**STATED PROBLEM 1:**
According to the game recap, how many rushing yards did D’Onta Foreman gain?
**STATED PROBLEM 2:**
Rewrite the game recap's stretch from "Shane Buechele had" through "110 yards and two touchdowns).", swapping "Cal" for "California".

**GIVEN TEXT:**
========================================================================

Texas would need to keep Webb off the field as much as possible while mixing in enough of a passing game to keep Cal from focusing on the run—and they did a great job of doing just that.

Shane Buechele had to leave the game in the first half to be evaluated for a possible injury but returned and completed 19 of 33 passes for 196 yards, one touchdown, and one interception. The running game did what it needed to against a weak Cal run defense with 307 total yards (D’Onta Foreman, 21 carries, 157 yards and two touchdowns; Chris Warren III, 18 carries, 119 yards and two touchdowns).

When your offense generates 568 yards and 43 points, it should win, but the defense failed to hold up its end by allowing Cal to generate over 500 as well. Webb picked apart the Texas secondary with ease (27-40, 396 yards, four touchdowns) and Vic Enwere had little trouble finding room to run (18 carries 110 yards and two touchdowns).

Both offenses exploded in the first half which saw Cal take a 35-33 lead into the half. It looked like both teams could hit 70 before the game ended, and the winner would be the team to get the ball last. But both defenses stiffened up in the third quarter and didn’t allow a single point.

In the end, it was the team that had the ball last that won, but Cal did its best to give Texas another chance. With a 50-43 lead, Vic Enwere appeared to ice the game with a 55-yard touchdown run, but he celebrated a moment early and dropped the ball at the one-yard line. Players from both teams ran by the ball before Texas safety Dylan Haines picked it up and handed it to the ref.

========================================================================

**EXTRACTED INFORMATION:**
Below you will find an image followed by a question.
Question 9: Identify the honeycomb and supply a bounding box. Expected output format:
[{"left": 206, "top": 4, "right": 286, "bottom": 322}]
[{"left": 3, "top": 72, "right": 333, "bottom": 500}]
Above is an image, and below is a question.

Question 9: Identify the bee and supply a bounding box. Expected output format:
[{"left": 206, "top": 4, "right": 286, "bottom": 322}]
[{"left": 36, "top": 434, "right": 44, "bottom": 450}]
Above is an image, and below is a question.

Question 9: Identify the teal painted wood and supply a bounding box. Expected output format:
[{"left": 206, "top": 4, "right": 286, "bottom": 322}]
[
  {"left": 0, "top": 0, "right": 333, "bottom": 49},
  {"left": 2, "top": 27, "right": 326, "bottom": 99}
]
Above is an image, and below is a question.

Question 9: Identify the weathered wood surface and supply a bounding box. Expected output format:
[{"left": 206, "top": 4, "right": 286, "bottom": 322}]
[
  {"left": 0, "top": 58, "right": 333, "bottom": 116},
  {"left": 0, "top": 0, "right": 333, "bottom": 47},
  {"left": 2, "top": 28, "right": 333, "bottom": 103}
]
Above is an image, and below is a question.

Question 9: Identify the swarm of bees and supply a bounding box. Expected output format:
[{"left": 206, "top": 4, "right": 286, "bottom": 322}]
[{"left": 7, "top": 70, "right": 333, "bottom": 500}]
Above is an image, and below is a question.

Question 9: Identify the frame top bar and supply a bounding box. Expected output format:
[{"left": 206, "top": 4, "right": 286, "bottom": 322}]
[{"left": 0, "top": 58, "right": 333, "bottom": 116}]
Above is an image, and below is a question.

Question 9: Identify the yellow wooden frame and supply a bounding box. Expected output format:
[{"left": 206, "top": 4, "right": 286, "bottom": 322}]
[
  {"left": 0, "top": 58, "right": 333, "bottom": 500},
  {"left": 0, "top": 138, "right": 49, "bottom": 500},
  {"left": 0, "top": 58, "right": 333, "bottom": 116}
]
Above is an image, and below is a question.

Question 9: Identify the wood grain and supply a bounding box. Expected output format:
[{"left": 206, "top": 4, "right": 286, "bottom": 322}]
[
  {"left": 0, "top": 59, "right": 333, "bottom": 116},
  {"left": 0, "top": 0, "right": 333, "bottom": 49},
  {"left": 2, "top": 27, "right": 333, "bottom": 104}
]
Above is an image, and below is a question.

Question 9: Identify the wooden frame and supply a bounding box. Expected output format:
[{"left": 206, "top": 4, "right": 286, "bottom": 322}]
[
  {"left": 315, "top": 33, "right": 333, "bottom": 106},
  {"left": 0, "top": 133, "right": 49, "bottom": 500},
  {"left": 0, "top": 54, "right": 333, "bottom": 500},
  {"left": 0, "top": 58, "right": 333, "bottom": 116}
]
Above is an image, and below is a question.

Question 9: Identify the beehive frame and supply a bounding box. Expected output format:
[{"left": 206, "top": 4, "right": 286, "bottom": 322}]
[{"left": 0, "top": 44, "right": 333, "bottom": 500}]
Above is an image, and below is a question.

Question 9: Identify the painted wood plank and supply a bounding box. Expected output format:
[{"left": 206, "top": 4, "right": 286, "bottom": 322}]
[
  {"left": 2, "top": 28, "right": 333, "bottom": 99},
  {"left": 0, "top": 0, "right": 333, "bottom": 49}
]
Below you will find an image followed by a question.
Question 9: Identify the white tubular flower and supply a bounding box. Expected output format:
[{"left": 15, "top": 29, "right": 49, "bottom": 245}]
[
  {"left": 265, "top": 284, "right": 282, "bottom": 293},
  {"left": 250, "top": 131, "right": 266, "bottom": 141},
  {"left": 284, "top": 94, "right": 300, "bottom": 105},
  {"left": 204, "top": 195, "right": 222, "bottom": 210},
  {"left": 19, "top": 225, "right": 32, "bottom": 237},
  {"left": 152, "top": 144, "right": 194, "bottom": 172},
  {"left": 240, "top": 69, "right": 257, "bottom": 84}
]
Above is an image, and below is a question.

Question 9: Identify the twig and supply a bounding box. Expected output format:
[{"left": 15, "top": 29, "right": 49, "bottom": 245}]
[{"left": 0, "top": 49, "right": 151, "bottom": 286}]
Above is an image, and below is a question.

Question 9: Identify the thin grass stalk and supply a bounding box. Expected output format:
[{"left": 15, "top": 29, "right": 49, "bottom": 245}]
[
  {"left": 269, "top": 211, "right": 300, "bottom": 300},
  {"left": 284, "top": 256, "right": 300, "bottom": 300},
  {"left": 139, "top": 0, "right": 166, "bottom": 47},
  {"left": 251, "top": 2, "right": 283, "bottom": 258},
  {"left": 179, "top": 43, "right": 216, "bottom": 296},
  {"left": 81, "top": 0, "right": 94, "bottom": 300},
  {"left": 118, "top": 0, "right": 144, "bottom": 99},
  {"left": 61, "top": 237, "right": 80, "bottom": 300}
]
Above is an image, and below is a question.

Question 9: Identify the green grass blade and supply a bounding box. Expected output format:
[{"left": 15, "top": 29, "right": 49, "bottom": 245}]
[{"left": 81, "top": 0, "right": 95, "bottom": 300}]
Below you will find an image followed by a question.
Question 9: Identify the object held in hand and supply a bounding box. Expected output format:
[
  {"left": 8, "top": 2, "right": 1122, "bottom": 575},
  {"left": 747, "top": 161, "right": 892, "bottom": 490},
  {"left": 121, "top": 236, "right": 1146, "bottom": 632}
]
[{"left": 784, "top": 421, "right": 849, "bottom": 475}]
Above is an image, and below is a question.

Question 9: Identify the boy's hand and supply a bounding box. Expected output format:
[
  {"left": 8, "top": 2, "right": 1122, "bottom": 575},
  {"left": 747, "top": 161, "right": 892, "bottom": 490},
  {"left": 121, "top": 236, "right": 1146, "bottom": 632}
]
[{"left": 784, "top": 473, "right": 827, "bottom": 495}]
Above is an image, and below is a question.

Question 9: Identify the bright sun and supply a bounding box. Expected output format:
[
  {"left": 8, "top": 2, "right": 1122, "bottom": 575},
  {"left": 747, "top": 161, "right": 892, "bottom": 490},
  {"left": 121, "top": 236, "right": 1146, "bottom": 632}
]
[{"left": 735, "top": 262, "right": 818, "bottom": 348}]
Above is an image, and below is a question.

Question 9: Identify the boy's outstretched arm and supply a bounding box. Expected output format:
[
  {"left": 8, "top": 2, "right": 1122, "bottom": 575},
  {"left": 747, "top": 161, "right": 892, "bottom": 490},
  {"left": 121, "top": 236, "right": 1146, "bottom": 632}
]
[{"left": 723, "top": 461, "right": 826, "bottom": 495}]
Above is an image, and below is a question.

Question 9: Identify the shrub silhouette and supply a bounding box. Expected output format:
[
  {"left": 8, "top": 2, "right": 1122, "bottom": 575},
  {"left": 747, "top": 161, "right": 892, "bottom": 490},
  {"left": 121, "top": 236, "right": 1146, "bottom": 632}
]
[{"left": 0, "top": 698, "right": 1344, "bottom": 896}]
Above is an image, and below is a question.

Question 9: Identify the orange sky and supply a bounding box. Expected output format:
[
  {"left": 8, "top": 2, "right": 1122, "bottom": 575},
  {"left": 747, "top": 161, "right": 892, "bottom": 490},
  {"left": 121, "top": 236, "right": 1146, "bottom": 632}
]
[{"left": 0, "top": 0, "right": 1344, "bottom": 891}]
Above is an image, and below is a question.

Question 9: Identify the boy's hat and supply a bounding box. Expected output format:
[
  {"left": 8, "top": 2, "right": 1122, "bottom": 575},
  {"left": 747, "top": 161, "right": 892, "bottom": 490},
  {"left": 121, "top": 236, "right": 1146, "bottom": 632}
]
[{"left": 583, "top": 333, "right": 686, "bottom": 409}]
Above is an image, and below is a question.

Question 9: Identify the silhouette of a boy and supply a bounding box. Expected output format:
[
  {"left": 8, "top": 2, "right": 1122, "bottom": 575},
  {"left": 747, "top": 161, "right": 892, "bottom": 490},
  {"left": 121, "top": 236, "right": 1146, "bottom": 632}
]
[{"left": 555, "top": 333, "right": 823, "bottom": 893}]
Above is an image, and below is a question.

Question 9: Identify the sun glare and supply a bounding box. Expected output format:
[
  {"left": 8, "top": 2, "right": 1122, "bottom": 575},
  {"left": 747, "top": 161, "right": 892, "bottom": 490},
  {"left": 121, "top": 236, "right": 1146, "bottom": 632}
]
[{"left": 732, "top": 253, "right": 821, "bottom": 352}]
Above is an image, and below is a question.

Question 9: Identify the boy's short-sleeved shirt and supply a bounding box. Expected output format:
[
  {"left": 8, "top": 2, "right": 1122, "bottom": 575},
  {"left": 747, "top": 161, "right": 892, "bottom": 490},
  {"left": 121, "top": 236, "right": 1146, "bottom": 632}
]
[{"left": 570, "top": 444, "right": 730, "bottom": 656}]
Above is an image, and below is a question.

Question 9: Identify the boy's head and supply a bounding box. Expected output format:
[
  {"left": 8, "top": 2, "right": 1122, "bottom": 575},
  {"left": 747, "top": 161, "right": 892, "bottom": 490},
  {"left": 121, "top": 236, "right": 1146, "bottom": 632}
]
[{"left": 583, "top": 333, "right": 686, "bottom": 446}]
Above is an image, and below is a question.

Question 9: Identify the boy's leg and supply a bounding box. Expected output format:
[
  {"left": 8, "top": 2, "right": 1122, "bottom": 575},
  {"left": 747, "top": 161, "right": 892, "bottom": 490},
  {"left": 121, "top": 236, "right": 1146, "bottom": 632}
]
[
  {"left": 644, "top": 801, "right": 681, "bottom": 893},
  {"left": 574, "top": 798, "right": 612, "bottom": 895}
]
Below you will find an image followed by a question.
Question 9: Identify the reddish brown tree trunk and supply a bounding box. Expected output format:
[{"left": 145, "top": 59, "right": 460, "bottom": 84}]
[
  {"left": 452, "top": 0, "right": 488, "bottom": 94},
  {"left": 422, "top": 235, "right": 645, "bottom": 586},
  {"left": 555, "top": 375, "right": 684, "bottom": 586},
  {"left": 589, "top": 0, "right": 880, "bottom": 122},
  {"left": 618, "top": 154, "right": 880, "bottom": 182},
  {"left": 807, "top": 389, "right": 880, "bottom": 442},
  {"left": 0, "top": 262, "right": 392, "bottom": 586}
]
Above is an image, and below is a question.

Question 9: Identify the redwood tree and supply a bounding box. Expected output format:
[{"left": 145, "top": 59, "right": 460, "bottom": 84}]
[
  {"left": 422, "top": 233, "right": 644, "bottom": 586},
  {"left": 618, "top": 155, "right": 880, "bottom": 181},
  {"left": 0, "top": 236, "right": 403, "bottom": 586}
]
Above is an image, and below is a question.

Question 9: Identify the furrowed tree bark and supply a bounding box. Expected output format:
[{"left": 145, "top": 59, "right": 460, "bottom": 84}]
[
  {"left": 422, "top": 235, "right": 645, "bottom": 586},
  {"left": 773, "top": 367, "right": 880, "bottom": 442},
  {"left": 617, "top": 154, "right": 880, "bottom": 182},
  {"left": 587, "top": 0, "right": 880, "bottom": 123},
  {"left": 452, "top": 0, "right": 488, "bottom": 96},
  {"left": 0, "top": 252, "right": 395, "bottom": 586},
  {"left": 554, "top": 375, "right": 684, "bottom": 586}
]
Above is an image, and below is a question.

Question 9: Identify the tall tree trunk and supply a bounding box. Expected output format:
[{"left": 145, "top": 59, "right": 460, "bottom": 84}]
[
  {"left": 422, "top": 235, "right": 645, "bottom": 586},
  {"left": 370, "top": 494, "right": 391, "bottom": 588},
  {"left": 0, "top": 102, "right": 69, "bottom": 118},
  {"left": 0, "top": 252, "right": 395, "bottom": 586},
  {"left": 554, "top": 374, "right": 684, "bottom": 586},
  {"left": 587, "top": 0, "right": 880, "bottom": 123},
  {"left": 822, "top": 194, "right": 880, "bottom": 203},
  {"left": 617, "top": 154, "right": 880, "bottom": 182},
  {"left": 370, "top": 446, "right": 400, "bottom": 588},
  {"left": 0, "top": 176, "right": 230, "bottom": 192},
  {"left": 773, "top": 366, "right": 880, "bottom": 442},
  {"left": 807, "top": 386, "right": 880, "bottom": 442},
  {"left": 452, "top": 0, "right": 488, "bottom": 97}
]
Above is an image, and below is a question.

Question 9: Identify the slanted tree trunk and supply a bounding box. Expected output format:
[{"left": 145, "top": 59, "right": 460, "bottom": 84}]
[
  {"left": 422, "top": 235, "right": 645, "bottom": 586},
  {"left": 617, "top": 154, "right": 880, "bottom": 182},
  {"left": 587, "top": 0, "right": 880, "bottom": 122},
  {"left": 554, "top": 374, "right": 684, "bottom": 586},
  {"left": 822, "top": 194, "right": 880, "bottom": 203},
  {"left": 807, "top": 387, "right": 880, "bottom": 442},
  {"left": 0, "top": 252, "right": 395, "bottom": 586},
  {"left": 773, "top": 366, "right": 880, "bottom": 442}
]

========================================================================

**WRITTEN REPLY 1:**
157 yards

**WRITTEN REPLY 2:**
Shane Buechele had to leave the game in the first half to be evaluated for a possible injury but returned and completed 19 of 33 passes for 196 yards, one touchdown, and one interception. The running game did what it needed to against a weak California run defense with 307 total yards (D’Onta Foreman, 21 carries, 157 yards and two touchdowns; Chris Warren III, 18 carries, 119 yards and two touchdowns).

When your offense generates 568 yards and 43 points, it should win, but the defense failed to hold up its end by allowing California to generate over 500 as well. Webb picked apart the Texas secondary with ease (27-40, 396 yards, four touchdowns) and Vic Enwere had little trouble finding room to run (18 carries 110 yards and two touchdowns).